ASSIGNED TASK
Even if the data beneath seems repetitive, write it all out again exactly.

WORKING DATA
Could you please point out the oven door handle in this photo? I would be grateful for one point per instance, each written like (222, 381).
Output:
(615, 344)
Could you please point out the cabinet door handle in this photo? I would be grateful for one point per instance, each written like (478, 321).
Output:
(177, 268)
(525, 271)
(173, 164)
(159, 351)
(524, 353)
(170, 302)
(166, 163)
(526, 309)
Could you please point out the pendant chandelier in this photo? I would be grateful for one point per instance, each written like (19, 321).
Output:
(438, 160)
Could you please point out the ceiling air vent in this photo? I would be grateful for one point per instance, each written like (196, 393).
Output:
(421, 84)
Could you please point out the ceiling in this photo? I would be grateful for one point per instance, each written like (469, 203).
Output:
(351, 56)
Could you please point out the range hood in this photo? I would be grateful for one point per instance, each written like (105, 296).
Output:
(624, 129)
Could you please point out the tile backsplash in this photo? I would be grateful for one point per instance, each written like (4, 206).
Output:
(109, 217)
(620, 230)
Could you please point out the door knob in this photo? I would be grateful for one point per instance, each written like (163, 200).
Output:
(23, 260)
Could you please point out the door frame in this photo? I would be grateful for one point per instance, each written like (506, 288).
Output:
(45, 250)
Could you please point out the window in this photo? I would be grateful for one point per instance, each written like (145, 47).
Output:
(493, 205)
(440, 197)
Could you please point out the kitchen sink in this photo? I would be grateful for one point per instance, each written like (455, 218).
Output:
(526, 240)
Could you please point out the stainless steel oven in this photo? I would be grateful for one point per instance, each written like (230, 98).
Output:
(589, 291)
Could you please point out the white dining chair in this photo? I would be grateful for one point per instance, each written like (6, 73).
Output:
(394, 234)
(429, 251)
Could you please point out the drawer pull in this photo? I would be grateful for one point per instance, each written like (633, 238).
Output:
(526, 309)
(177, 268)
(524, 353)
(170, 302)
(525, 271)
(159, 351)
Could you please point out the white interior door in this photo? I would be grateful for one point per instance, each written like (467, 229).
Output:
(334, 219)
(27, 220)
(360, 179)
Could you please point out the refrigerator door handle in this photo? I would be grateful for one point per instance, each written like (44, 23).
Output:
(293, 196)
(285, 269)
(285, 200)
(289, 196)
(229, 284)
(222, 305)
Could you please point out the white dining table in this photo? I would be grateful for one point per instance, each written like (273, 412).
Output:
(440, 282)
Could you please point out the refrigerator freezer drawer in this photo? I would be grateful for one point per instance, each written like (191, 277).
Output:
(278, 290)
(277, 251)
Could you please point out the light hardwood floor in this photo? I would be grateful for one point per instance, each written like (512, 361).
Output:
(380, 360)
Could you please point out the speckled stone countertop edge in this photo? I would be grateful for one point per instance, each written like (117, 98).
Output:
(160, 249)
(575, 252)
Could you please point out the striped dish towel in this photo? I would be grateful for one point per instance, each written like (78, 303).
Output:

SOLUTION TO THIS PROBLEM
Could you please point out the oven door handle in this photo? I would be grateful for one point per instance, each written like (222, 381).
Output:
(615, 344)
Could you please point out the cabinet door handle in this photo? I would be grateful for one point per instance, each written like (478, 321).
Output:
(177, 268)
(525, 271)
(173, 164)
(159, 351)
(524, 353)
(170, 302)
(166, 163)
(526, 309)
Could you please point out the pendant chandelier in this photo? I would be grateful for one point per instance, each written like (19, 321).
Output:
(438, 160)
Could you please point out the ceiling air vent in this photo? I would be grateful for one point per instance, each written like (196, 393).
Output:
(421, 84)
Could you please point out the ceiling in this photo? I would be grateful for one point per instance, each written like (469, 203).
Output:
(351, 56)
Could you please point out the range hood in this photo? I would be grateful for one point per instance, each written like (105, 296).
Output:
(624, 129)
Could you please point out the tile backsplash in this photo? I would be grateful for one point per instance, each written like (4, 206).
Output:
(109, 217)
(620, 230)
Could you please point out the door knob in this photo? I would be grateful for one point per instance, each written like (163, 200).
Output:
(23, 260)
Could you please point out the door frame in this photo? I would be grateful for one point per instance, each written like (506, 288).
Output:
(45, 250)
Could you please point out the window in this photo? I would be grateful for one point per instance, each written like (145, 47).
Output:
(493, 205)
(440, 197)
Could you please point out the kitchen sink in this photo? I would be grateful for one point per instance, each written like (455, 218).
Output:
(526, 240)
Could you please point out the stainless steel oven in this photo? I would be grateful for one point per instance, each written like (230, 98).
Output:
(589, 291)
Could you please point out the white dining chair in this photo? I would be grateful for one point per instance, each written like (6, 73).
Output:
(394, 234)
(429, 251)
Could you please point out the drawer pull in this photo? I would be grateful for one point per instance, each written like (633, 238).
Output:
(526, 309)
(177, 268)
(524, 353)
(170, 302)
(525, 271)
(159, 351)
Could you please point out the white interior door in this photo? I would be grateful for one point per instance, each written like (467, 229).
Output:
(334, 219)
(27, 220)
(360, 179)
Could you please point out the refrigerator door handle in this photo? I would be grateful for one point per instance, each written like (44, 23).
Output:
(293, 196)
(285, 269)
(285, 200)
(289, 196)
(229, 284)
(222, 305)
Could you please point out the white dining table in this photo? I would be grateful for one point per instance, each written like (273, 412).
Output:
(440, 282)
Could you please point out the refrigerator freezer drawer in this photo? I would be grateful for one point per instance, each written like (191, 277).
Output:
(278, 290)
(277, 251)
Could you please point out the light hardwood floor in this photo? I would be grateful for one point per instance, each written like (512, 361).
Output:
(380, 360)
Could you please point out the speckled stone countertop edge in this photo? I would be grateful for one point per instance, each written like (117, 98).
Output:
(160, 249)
(575, 252)
Could you please point out the striped dish towel in this photo? I would be grateful for one point per instance, each written like (78, 303).
Output:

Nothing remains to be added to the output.